(Image-grounded pointing data)
+++

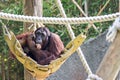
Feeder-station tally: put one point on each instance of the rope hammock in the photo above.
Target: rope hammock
(54, 20)
(43, 71)
(37, 70)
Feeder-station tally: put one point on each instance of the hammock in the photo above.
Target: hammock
(37, 70)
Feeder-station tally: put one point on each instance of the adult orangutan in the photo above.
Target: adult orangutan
(42, 45)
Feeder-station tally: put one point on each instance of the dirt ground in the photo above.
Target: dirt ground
(94, 51)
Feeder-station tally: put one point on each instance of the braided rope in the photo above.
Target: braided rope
(71, 33)
(54, 20)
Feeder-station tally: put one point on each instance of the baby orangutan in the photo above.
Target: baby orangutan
(42, 45)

+++

## WORK REQUIRED
Include both ends. Return the line holding "Target: rope hammock" and all lines after it in the records above, exactly as written.

## RESPONSE TO THE TASK
Target: rope hammock
(54, 20)
(43, 71)
(37, 70)
Feeder-station tally: put one point on each instance of the hammock in the photo above.
Target: hammock
(37, 70)
Feeder-station tally: put one point on each instance of the adult orangutan in the photo above.
Target: adult orangutan
(42, 45)
Feeder-station tally: put one point on each instance of the dirt ground in the photo above.
Target: dirt ground
(94, 51)
Feeder-station tally: put one point on each instance of the braided rope in the photo above.
Target: braided rope
(71, 33)
(54, 20)
Feeder-station tally: put one point on each instance of the baby orangutan in the photo above.
Target: baby orangutan
(42, 45)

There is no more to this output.